───── Data

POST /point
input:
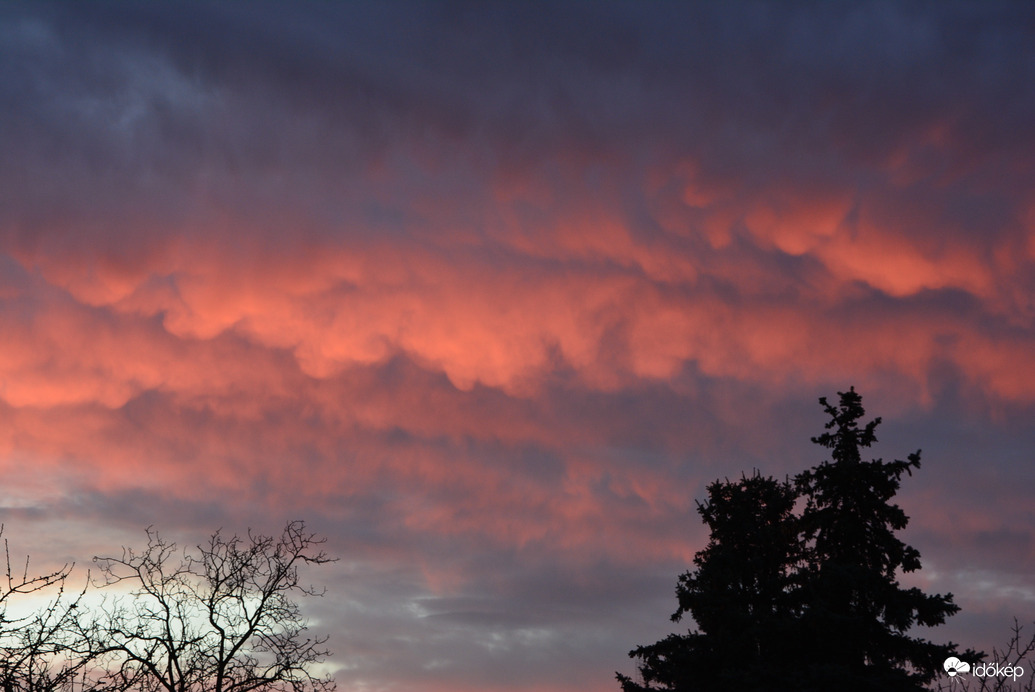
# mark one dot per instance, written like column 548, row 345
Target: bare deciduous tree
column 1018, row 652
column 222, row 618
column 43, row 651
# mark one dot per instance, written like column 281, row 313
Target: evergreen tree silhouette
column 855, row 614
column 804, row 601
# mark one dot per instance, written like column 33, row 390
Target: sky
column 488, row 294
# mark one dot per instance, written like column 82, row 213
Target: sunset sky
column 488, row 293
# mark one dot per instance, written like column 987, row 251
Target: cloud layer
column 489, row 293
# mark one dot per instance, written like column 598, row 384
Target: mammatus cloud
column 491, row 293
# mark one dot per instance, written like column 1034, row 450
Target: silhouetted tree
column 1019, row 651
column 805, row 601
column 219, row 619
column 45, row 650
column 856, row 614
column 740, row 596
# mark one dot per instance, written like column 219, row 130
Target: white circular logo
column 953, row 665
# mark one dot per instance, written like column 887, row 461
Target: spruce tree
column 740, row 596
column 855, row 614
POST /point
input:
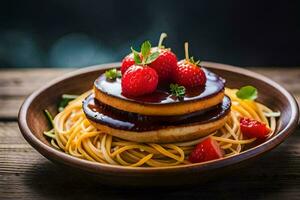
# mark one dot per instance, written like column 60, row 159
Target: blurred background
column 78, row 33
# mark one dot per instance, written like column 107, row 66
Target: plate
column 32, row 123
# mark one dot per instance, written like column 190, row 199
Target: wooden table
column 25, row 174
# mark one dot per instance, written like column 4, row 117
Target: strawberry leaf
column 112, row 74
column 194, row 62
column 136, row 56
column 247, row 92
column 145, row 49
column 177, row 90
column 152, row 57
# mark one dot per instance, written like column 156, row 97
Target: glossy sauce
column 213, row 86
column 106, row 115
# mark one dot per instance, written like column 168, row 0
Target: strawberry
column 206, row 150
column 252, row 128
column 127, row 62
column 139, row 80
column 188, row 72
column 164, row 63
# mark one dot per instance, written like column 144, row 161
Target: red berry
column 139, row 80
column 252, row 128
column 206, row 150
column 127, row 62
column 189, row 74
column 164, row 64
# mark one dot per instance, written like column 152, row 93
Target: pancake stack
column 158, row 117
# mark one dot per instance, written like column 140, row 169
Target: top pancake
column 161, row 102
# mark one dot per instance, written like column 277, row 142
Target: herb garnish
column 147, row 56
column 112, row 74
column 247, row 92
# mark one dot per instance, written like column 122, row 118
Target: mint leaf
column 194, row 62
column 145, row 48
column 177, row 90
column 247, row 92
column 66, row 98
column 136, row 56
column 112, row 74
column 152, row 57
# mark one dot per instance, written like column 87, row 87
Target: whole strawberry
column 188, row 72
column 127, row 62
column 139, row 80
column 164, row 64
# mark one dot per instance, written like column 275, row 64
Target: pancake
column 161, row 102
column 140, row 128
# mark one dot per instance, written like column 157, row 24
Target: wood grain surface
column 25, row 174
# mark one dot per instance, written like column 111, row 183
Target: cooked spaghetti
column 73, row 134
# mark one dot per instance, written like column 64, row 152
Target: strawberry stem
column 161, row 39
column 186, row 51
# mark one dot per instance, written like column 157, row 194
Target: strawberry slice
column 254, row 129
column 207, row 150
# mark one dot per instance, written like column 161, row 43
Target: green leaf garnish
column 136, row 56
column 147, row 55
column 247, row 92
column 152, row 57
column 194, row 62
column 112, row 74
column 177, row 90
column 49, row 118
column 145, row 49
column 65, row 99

──────────

**Task to carry out**
Could you arrange every line of these rows as a Markdown table with the columns Row and Line, numbering each line and skipping blank lines? Leave the pictures out of your answer.

**Output below**
| Row | Line |
|---|---|
| 1 | POST /point |
| 2 | input: |
| 3 | # mark one dot per instance, written like column 548, row 345 |
| 4 | Target: bare deciduous tree |
| 5 | column 1018, row 652 |
| 6 | column 222, row 618 |
| 7 | column 43, row 651 |
| 8 | # mark one dot per instance, written like column 281, row 313 |
| 9 | Target: evergreen tree silhouette |
| 10 | column 855, row 614 |
| 11 | column 804, row 601 |
| 12 | # mark one dot per instance, written like column 33, row 390 |
| 13 | Target: sky |
| 14 | column 488, row 294 |
| 15 | # mark one dot per instance, written like column 82, row 213 |
| 16 | Target: sunset sky |
| 17 | column 488, row 293 |
| 18 | # mark one dot per instance, written like column 987, row 251 |
| 19 | Target: cloud layer |
| 20 | column 489, row 293 |
| 21 | # mark one dot per instance, written like column 598, row 384 |
| 22 | Target: mammatus cloud |
| 23 | column 491, row 293 |
| 24 | # mark one dot per instance, written like column 1034, row 450 |
| 25 | Target: silhouetted tree |
| 26 | column 1019, row 651 |
| 27 | column 805, row 601 |
| 28 | column 219, row 619 |
| 29 | column 45, row 650 |
| 30 | column 856, row 614 |
| 31 | column 740, row 596 |
| 32 | # mark one dot per instance, written like column 219, row 130 |
| 33 | Target: white circular logo |
| 34 | column 953, row 665 |
| 35 | # mark one dot per instance, written like column 887, row 461 |
| 36 | Target: spruce tree |
| 37 | column 740, row 596 |
| 38 | column 855, row 614 |
| 39 | POST /point |
| 40 | input: |
| 41 | # mark one dot per instance, written like column 60, row 159 |
| 42 | Target: blurred background |
| 43 | column 78, row 33 |
| 44 | # mark one dot per instance, written like column 107, row 66 |
| 45 | Target: plate |
| 46 | column 32, row 123 |
| 47 | # mark one dot per instance, written like column 190, row 199 |
| 48 | Target: wooden table |
| 49 | column 25, row 174 |
| 50 | # mark one dot per instance, written like column 4, row 117 |
| 51 | Target: strawberry leaf |
| 52 | column 112, row 74 |
| 53 | column 194, row 62 |
| 54 | column 136, row 56 |
| 55 | column 247, row 92 |
| 56 | column 145, row 49 |
| 57 | column 177, row 90 |
| 58 | column 152, row 57 |
| 59 | # mark one dot per instance, written like column 156, row 97 |
| 60 | Target: glossy sauce |
| 61 | column 213, row 86 |
| 62 | column 106, row 115 |
| 63 | # mark one dot per instance, written like column 168, row 0 |
| 64 | Target: strawberry |
| 65 | column 206, row 150 |
| 66 | column 252, row 128 |
| 67 | column 127, row 62 |
| 68 | column 139, row 80 |
| 69 | column 188, row 72 |
| 70 | column 164, row 63 |
| 71 | # mark one dot per instance, written like column 144, row 161 |
| 72 | Target: red berry |
| 73 | column 139, row 80 |
| 74 | column 252, row 128 |
| 75 | column 206, row 150 |
| 76 | column 127, row 62 |
| 77 | column 189, row 74 |
| 78 | column 164, row 64 |
| 79 | # mark one dot per instance, written like column 152, row 93 |
| 80 | Target: pancake stack |
| 81 | column 158, row 117 |
| 82 | # mark one dot per instance, written like column 140, row 169 |
| 83 | Target: top pancake |
| 84 | column 161, row 102 |
| 85 | # mark one dot per instance, written like column 277, row 142 |
| 86 | Target: herb garnish |
| 87 | column 147, row 56 |
| 88 | column 112, row 74 |
| 89 | column 247, row 92 |
| 90 | # mark one dot per instance, written like column 122, row 118 |
| 91 | Target: mint leaf |
| 92 | column 194, row 62 |
| 93 | column 145, row 48 |
| 94 | column 177, row 90 |
| 95 | column 247, row 92 |
| 96 | column 66, row 98 |
| 97 | column 136, row 56 |
| 98 | column 112, row 74 |
| 99 | column 152, row 57 |
| 100 | # mark one dot per instance, written like column 87, row 87 |
| 101 | Target: whole strawberry |
| 102 | column 188, row 72 |
| 103 | column 127, row 62 |
| 104 | column 139, row 80 |
| 105 | column 164, row 64 |
| 106 | # mark one dot per instance, written like column 275, row 64 |
| 107 | Target: pancake |
| 108 | column 161, row 102 |
| 109 | column 140, row 128 |
| 110 | # mark one dot per instance, written like column 157, row 24 |
| 111 | Target: wood grain surface |
| 112 | column 25, row 174 |
| 113 | # mark one dot per instance, written like column 111, row 183 |
| 114 | Target: cooked spaghetti |
| 115 | column 73, row 134 |
| 116 | # mark one dot per instance, written like column 64, row 152 |
| 117 | Target: strawberry stem |
| 118 | column 161, row 39 |
| 119 | column 186, row 51 |
| 120 | # mark one dot per instance, written like column 157, row 194 |
| 121 | Target: strawberry slice |
| 122 | column 254, row 129 |
| 123 | column 207, row 150 |
| 124 | # mark one dot per instance, written like column 161, row 43 |
| 125 | Target: green leaf garnish |
| 126 | column 136, row 56 |
| 127 | column 147, row 55 |
| 128 | column 247, row 92 |
| 129 | column 152, row 57 |
| 130 | column 194, row 62 |
| 131 | column 112, row 74 |
| 132 | column 177, row 90 |
| 133 | column 49, row 118 |
| 134 | column 145, row 49 |
| 135 | column 65, row 99 |